Ask HN: Accessories for MacBook Pro? - bool

I would like to buy a gift for a friend who has a MacBook Pro. What are some great accessories? (Cases, external hard drives, stickers, addons, etc?) I am looking for something unique and creative.<p>Many thanks for your suggestions!
======
prateekdayal
The bluetooth keyboard

[http://store.apple.com/us/product/MC184LL/A?fnode=MTY1NDA1Mg...](http://store.apple.com/us/product/MC184LL/A?fnode=MTY1NDA1Mg&mco=MTMzNzg5MDM)

and bluetooth trackpad

[http://store.apple.com/us/product/MC380LL/A?fnode=MTY1NDA1Mg...](http://store.apple.com/us/product/MC380LL/A?fnode=MTY1NDA1Mg&mco=MTg1ODE3MDE)

are great for macbook pro. The external keyboard has same layout as the laptop
keyboard and trackpad is obviously the same (only bigger). This makes sure
that you never feel the switch when you work at your desk or in a coffee shop.
Here is my setup

<http://plixi.com/p/53577906>

------
smoody
I haven't tried this so I can't give you a review of how well it works, but
I'm planning to buy one myself:

[http://eshop.macsales.com/item/Other%20World%20Computing/EXP...](http://eshop.macsales.com/item/Other%20World%20Computing/EXP34SATA2F1/?utm_source=amazon&utm_medium=shoppingengine&utm_campaign=productads)

------
arn
Always thought the PowerMate was kind of cool, but didn't really have a need
for it:

<http://www.griffintechnology.com/products/powermate>

Given request 1
Summarize the MacBook Pro accessories thread in three sentences.

Data rows
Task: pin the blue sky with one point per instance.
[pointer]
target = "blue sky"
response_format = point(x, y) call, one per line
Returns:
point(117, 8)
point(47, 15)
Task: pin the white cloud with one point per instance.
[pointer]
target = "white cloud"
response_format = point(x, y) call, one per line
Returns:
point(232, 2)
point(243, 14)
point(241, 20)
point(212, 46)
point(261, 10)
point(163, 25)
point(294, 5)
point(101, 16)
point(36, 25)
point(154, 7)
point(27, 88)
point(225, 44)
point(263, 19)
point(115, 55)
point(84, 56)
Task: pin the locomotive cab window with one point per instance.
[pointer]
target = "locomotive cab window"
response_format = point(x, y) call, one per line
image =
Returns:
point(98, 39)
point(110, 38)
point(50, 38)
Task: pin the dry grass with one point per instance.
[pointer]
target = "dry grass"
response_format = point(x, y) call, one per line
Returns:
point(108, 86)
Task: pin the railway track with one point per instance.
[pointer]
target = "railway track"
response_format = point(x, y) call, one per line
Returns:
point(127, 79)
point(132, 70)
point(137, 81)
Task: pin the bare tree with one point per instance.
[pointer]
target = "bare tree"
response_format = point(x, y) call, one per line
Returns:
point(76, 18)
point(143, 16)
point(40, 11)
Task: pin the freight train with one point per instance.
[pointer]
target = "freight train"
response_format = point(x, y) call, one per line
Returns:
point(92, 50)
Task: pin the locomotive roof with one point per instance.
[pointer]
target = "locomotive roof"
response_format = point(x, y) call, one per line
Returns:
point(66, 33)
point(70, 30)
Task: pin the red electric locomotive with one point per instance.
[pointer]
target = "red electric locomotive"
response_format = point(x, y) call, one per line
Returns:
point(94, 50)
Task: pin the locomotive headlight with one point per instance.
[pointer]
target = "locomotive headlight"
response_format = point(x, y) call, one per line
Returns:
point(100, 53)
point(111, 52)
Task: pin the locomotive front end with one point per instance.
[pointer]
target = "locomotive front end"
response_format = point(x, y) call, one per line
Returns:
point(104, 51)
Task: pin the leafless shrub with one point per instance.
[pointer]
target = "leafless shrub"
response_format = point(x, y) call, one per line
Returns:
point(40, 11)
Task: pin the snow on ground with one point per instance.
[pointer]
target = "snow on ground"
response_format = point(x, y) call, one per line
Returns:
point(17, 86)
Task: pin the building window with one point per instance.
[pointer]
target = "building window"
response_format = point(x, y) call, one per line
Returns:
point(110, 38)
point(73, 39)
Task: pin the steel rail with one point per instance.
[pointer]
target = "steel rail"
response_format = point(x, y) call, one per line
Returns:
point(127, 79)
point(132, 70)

Given request 2
Transcribe the rows from the line with "Task: pin the freight" up to and including the line with "point(73, 39)", keeping every character unchanged.

Written solution 1
A poster seeks unique, creative accessories for a friend who owns a MacBook Pro, such as cases, external hard drives, stickers or add-ons. One reply recommends the Bluetooth keyboard and trackpad, because the keyboard shares the laptop's layout and the trackpad is the same, only bigger, so the switch to a desk setup goes unnoticed. Another reply links an item the writer plans to buy but has not tried, and a third names the PowerMate as something long thought cool but never needed.

Written solution 2
Task: pin the freight train with one point per instance.
[pointer]
target = "freight train"
response_format = point(x, y) call, one per line
Returns:
point(92, 50)
Task: pin the locomotive roof with one point per instance.
[pointer]
target = "locomotive roof"
response_format = point(x, y) call, one per line
Returns:
point(66, 33)
point(70, 30)
Task: pin the red electric locomotive with one point per instance.
[pointer]
target = "red electric locomotive"
response_format = point(x, y) call, one per line
Returns:
point(94, 50)
Task: pin the locomotive headlight with one point per instance.
[pointer]
target = "locomotive headlight"
response_format = point(x, y) call, one per line
Returns:
point(100, 53)
point(111, 52)
Task: pin the locomotive front end with one point per instance.
[pointer]
target = "locomotive front end"
response_format = point(x, y) call, one per line
Returns:
point(104, 51)
Task: pin the leafless shrub with one point per instance.
[pointer]
target = "leafless shrub"
response_format = point(x, y) call, one per line
Returns:
point(40, 11)
Task: pin the snow on ground with one point per instance.
[pointer]
target = "snow on ground"
response_format = point(x, y) call, one per line
Returns:
point(17, 86)
Task: pin the building window with one point per instance.
[pointer]
target = "building window"
response_format = point(x, y) call, one per line
Returns:
point(110, 38)
point(73, 39)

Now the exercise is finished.